>> begin LISTED RECORDS

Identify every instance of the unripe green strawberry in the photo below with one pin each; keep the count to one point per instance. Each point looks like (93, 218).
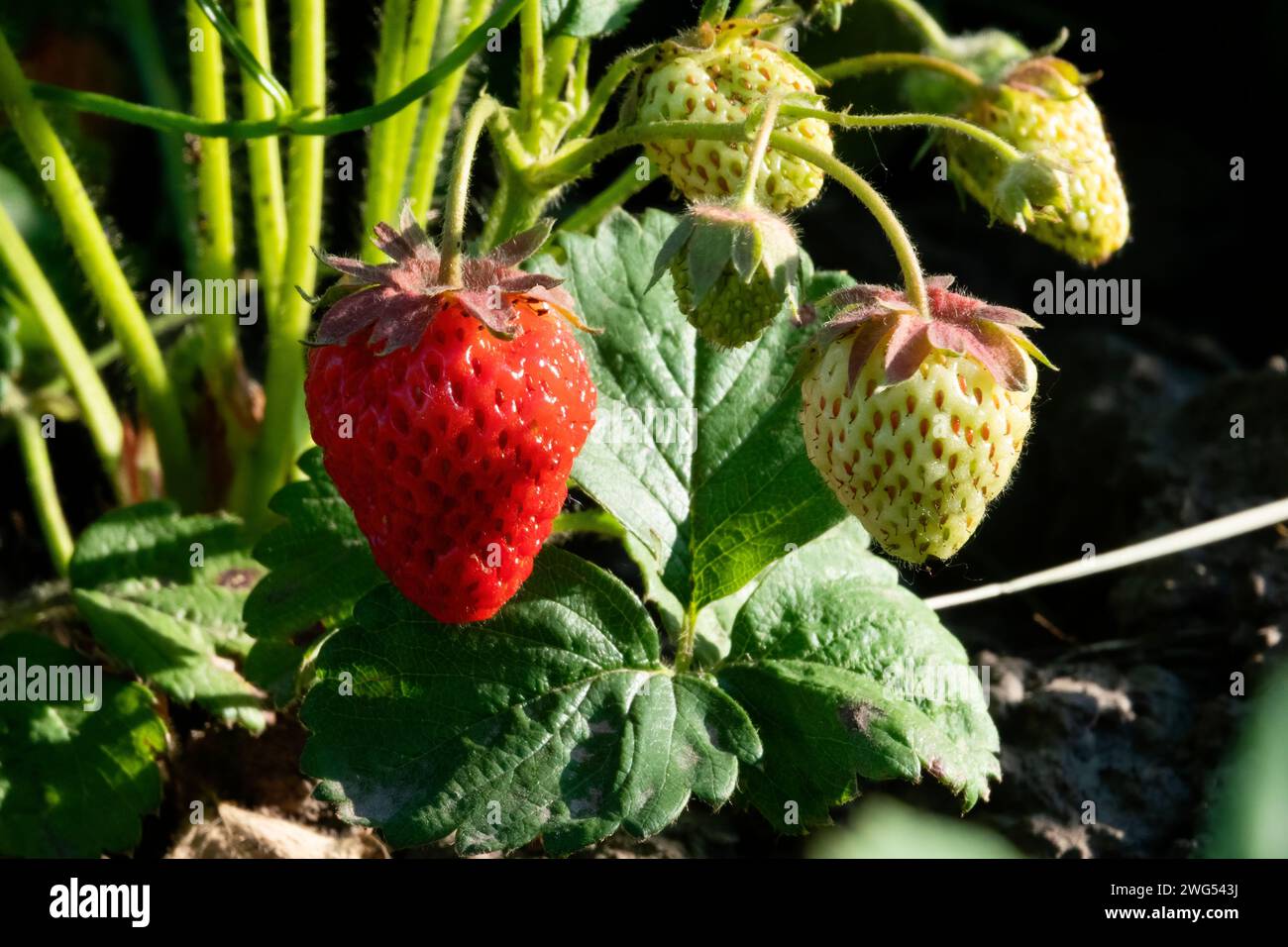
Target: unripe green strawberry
(720, 75)
(1043, 110)
(915, 424)
(734, 268)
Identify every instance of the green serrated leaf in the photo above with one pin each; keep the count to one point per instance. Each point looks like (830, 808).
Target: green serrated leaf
(846, 674)
(554, 718)
(163, 594)
(320, 561)
(585, 18)
(75, 783)
(697, 450)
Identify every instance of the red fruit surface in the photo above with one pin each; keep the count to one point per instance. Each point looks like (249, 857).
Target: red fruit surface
(459, 453)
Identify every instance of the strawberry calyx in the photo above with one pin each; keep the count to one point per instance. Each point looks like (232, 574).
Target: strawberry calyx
(719, 236)
(881, 318)
(397, 300)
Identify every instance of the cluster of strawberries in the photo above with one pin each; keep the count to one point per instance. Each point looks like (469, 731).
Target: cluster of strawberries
(465, 424)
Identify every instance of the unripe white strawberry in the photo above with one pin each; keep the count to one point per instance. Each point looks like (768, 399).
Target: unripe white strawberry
(721, 75)
(917, 423)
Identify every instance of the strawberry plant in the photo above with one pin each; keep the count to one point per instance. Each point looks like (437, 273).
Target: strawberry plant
(369, 508)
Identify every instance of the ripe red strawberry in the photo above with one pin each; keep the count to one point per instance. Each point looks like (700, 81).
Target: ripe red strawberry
(915, 423)
(450, 416)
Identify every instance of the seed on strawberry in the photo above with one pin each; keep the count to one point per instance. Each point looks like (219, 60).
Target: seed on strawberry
(915, 423)
(720, 75)
(1043, 110)
(734, 269)
(450, 416)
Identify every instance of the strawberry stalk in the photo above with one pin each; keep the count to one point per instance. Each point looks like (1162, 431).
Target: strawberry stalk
(44, 489)
(420, 52)
(438, 112)
(382, 180)
(579, 158)
(885, 62)
(265, 158)
(120, 308)
(283, 433)
(532, 72)
(95, 403)
(451, 241)
(747, 197)
(215, 243)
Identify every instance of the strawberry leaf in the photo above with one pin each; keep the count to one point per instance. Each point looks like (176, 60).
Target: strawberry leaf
(320, 565)
(845, 674)
(163, 594)
(555, 718)
(75, 783)
(696, 450)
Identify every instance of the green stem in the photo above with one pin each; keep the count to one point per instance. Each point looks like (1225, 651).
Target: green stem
(759, 147)
(252, 65)
(284, 427)
(561, 54)
(713, 11)
(623, 187)
(382, 179)
(167, 120)
(140, 33)
(960, 127)
(438, 114)
(885, 62)
(420, 51)
(94, 253)
(110, 354)
(44, 491)
(532, 72)
(931, 34)
(215, 240)
(575, 159)
(265, 158)
(97, 408)
(603, 94)
(458, 192)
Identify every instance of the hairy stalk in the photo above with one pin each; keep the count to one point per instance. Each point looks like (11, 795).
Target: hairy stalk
(295, 124)
(579, 158)
(382, 179)
(458, 193)
(601, 95)
(1004, 149)
(94, 253)
(532, 73)
(589, 215)
(97, 408)
(713, 11)
(44, 491)
(931, 34)
(140, 33)
(747, 197)
(887, 62)
(284, 431)
(438, 115)
(562, 52)
(266, 159)
(110, 354)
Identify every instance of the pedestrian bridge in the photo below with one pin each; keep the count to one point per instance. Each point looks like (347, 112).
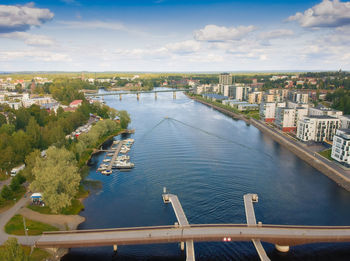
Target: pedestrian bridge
(282, 236)
(120, 93)
(274, 234)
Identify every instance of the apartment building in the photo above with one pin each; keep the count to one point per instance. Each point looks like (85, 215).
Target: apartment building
(341, 147)
(317, 128)
(255, 97)
(321, 110)
(285, 119)
(225, 79)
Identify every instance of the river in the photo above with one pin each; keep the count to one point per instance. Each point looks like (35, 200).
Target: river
(210, 161)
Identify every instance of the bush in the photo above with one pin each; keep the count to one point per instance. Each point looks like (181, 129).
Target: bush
(6, 193)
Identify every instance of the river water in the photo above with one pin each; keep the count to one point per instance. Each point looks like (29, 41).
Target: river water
(210, 161)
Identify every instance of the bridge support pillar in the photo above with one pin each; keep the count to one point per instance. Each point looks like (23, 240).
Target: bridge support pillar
(282, 249)
(182, 246)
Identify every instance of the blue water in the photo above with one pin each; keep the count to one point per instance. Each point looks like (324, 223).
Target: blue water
(210, 163)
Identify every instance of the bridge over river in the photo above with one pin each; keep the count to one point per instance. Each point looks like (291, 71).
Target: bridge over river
(121, 93)
(282, 236)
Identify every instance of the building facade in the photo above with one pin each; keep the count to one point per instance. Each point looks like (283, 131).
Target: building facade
(317, 128)
(341, 147)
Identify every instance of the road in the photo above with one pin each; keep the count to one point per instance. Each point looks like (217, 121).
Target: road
(276, 234)
(7, 215)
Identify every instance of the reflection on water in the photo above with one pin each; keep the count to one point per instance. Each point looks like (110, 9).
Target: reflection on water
(210, 163)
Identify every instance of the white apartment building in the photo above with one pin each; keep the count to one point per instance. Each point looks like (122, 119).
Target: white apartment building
(267, 111)
(255, 97)
(344, 121)
(341, 146)
(285, 119)
(317, 128)
(225, 78)
(319, 111)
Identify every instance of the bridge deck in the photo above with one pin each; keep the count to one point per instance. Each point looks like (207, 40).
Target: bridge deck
(281, 234)
(136, 92)
(182, 219)
(251, 221)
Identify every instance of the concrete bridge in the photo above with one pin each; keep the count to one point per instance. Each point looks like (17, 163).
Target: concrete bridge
(121, 93)
(282, 236)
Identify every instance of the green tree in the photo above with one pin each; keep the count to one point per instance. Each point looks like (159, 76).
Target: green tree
(12, 251)
(30, 163)
(6, 193)
(124, 119)
(57, 178)
(2, 119)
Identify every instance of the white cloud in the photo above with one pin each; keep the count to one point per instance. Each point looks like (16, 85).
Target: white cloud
(184, 47)
(30, 39)
(93, 25)
(326, 14)
(22, 18)
(214, 33)
(35, 54)
(275, 34)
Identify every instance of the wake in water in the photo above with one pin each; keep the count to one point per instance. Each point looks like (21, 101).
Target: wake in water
(206, 132)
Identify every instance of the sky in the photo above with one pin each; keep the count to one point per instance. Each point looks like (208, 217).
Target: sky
(174, 35)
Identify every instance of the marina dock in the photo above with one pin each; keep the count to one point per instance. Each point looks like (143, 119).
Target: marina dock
(251, 221)
(115, 155)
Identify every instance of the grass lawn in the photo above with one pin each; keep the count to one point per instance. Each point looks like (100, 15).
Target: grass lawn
(74, 209)
(15, 226)
(6, 204)
(326, 154)
(37, 254)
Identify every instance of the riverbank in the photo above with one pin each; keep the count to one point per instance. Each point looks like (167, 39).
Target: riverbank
(328, 168)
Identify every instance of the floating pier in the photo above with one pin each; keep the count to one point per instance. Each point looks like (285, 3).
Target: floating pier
(249, 199)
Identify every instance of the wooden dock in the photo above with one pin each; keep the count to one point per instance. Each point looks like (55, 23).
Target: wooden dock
(251, 221)
(115, 155)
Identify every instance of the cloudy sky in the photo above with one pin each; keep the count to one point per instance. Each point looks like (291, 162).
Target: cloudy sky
(174, 35)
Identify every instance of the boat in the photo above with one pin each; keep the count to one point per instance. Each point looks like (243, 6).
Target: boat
(123, 157)
(106, 172)
(124, 165)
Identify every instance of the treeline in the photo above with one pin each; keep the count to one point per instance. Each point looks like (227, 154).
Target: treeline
(65, 90)
(340, 100)
(26, 129)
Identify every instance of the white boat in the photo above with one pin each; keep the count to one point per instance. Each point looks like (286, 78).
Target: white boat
(124, 165)
(106, 172)
(123, 157)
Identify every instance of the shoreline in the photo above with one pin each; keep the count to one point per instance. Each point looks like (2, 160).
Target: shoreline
(328, 168)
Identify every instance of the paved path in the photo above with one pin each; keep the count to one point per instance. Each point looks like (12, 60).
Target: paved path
(7, 215)
(283, 235)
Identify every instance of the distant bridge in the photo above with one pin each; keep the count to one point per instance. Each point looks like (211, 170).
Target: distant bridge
(282, 236)
(120, 93)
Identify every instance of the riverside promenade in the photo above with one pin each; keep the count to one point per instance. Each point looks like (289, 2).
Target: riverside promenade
(327, 167)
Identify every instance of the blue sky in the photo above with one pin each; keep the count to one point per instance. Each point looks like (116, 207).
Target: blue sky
(170, 35)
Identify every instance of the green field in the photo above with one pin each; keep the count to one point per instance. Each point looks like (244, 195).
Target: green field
(15, 226)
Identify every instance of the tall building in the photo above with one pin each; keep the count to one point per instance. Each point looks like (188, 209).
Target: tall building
(317, 128)
(341, 146)
(225, 78)
(285, 119)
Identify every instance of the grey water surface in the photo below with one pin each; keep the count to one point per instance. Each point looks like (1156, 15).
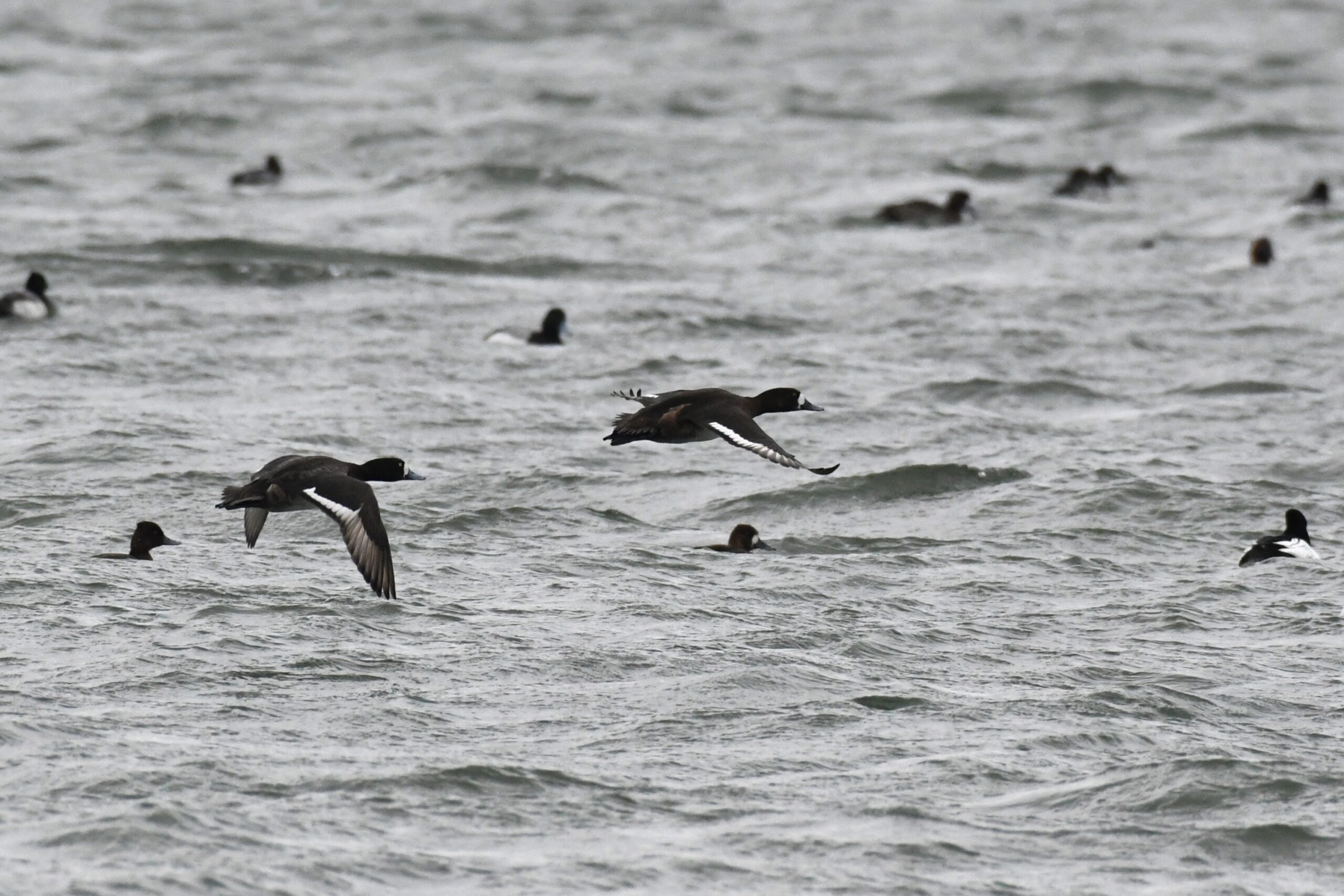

>> end LISTED RECORDS

Could you write out the rows again, starting at the line that contains "Identify every instance of the tall" and continuing through the end of the rows, with 101 added to every number in the coordinates? Leave the pictures out of your answer.

Identify every instance of the tall building in the photo above with one pin each; keep the count to one point per instance. Each point looks like (188, 209).
Target: tall building
(418, 229)
(442, 247)
(326, 179)
(386, 220)
Identify every instance of the grey water surface in the photo below with one pin each; keep the count to one point per instance. Each point looks like (1156, 15).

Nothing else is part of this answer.